WHAT THE TASK ASKS:
Convert the items below, beginning with the first line and continuing through the line containing "159, 228, 354, 258", into a two-column CSV with the header row input,output. Give one row per item, with its text under input and its answer under output, and enclose each field in double quotation marks with any line breaks replaced by spaces.

RECORDS PROVIDED:
§ §

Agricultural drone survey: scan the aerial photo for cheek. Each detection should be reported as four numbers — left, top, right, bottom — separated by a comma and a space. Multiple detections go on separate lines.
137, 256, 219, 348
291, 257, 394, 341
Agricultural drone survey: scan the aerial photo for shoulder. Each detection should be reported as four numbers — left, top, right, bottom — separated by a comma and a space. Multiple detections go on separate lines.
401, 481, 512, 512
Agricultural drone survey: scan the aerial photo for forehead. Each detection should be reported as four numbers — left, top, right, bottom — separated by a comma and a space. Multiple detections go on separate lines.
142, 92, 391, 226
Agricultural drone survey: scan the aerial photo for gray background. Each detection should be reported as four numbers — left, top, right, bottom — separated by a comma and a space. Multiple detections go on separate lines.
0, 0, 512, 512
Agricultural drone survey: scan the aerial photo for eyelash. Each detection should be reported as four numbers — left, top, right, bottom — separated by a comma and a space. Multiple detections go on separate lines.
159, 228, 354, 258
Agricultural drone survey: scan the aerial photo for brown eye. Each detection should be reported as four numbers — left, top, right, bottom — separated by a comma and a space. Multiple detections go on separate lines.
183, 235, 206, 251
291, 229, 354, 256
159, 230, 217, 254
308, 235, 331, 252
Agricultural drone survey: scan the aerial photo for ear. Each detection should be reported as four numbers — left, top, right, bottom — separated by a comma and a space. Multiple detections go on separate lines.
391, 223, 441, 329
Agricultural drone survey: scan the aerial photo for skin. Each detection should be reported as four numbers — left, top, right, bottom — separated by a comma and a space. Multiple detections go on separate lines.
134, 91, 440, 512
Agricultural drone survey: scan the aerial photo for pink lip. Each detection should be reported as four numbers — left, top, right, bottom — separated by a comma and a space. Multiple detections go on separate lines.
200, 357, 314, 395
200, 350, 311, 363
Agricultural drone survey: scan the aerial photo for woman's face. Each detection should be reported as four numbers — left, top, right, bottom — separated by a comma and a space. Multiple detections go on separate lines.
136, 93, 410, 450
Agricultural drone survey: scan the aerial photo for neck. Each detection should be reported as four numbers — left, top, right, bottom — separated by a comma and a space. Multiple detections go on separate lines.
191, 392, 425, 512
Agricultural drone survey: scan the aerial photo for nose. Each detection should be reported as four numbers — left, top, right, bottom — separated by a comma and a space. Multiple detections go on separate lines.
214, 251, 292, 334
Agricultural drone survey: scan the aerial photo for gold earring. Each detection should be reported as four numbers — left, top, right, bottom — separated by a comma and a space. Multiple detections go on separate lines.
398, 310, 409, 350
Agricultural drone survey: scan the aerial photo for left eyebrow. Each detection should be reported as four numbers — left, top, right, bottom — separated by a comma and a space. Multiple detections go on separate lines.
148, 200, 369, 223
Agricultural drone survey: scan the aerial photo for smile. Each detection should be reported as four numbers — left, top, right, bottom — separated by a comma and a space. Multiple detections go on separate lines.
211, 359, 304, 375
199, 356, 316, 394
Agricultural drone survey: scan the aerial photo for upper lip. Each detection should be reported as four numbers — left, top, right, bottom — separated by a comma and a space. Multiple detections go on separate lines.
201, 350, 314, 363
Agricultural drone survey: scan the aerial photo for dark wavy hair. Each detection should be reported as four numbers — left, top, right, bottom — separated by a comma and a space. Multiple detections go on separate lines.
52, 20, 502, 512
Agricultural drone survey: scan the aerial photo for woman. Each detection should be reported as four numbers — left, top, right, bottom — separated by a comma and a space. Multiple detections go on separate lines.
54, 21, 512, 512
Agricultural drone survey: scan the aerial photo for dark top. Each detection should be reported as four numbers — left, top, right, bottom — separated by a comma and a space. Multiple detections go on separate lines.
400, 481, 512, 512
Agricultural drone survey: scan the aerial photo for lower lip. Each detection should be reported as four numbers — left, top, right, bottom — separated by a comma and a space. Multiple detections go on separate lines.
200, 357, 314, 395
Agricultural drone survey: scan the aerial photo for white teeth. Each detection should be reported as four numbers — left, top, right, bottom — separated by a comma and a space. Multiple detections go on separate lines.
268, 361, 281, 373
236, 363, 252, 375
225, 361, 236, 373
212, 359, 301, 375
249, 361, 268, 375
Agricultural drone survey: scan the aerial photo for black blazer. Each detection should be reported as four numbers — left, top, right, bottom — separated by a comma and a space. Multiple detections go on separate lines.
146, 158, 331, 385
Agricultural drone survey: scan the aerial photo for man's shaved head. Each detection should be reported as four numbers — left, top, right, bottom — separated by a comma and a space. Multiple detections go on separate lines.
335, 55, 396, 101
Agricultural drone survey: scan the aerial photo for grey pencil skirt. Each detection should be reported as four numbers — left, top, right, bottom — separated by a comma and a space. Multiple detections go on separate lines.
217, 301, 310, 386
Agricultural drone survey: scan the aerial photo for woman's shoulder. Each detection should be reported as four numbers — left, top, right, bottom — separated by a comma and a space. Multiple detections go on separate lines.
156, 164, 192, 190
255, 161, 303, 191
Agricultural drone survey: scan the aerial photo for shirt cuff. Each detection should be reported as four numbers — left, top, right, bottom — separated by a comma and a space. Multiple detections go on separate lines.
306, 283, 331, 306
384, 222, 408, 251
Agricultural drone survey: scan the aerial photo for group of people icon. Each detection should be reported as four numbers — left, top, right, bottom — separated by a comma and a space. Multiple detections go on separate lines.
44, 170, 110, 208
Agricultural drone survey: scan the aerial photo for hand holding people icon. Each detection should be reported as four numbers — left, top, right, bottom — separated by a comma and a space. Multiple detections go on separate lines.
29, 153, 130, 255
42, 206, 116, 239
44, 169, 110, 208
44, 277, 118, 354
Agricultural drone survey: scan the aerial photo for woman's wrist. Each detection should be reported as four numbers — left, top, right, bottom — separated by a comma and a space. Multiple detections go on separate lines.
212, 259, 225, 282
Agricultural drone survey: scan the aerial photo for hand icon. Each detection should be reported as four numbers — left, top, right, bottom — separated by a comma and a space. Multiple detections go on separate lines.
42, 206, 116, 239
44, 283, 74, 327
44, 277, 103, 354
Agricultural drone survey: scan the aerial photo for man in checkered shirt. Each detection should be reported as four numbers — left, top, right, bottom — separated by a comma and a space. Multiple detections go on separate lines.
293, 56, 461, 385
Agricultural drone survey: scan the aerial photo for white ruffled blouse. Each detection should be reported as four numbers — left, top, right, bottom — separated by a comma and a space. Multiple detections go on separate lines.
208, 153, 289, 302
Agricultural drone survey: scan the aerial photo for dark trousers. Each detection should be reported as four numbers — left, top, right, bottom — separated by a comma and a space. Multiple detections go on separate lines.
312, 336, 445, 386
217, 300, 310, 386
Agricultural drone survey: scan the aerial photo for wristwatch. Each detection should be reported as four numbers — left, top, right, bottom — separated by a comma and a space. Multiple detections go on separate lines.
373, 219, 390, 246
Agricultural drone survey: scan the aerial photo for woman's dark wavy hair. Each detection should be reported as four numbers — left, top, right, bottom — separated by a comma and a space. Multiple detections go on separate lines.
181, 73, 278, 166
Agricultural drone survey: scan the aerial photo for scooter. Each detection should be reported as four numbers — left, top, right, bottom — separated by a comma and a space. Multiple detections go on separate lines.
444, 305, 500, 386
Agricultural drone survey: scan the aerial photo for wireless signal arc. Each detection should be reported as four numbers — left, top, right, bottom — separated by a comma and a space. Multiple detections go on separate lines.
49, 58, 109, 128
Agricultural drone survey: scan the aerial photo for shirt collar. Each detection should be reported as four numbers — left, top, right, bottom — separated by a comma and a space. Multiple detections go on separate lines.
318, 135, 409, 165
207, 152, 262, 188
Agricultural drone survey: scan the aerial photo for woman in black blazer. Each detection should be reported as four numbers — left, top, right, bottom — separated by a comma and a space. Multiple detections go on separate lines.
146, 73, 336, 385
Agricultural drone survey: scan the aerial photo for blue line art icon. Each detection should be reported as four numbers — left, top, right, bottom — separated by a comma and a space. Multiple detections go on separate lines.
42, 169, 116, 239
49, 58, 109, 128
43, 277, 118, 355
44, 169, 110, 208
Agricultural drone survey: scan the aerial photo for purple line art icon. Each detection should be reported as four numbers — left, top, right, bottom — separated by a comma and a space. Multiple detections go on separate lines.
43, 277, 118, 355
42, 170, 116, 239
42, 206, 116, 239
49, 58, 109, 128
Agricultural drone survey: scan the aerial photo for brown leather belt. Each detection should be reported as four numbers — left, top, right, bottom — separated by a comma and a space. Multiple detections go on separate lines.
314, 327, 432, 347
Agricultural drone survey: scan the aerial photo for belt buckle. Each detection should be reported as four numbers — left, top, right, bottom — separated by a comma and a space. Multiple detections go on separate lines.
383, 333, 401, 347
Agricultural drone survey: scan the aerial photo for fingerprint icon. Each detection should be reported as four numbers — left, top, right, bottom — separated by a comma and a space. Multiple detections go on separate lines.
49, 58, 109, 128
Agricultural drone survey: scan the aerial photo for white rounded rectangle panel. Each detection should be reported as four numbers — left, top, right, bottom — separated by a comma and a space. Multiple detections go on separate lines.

§ §

SOLVED EXERCISE:
input,output
"Agricultural drone survey: scan the aerial photo for cheek. Each detection should be reported as four numbers — left, top, right, bottom — separated by a comma and a space. Multiple detections go on separate lines.","137, 256, 219, 348 291, 257, 394, 341"
"Agricultural drone survey: scan the aerial photo for shoulder. Each detection should be reported as four numbers — left, top, right, bottom — separated by a comma and a space. Multiple detections go on separate lines.","401, 481, 512, 512"
"Agricultural drone survey: scan the aerial photo for forehead. Each detection should be reported as four numbers — left, top, right, bottom — separated by a comma and a space. Multiple detections go on separate lines.","142, 92, 391, 226"
"Agricultural drone survey: scan the aerial photo for gray background. Each detection should be reported as four numbers — left, top, right, bottom — separated by a comma and a space. Multiple detections go on separate lines.","0, 0, 512, 512"
"Agricultural drone survey: scan the aerial photo for eyelash. Each detection should be reported as four numbers — left, top, right, bottom — separated by a comma and a space. Multiple detections go on separate lines.","159, 228, 354, 258"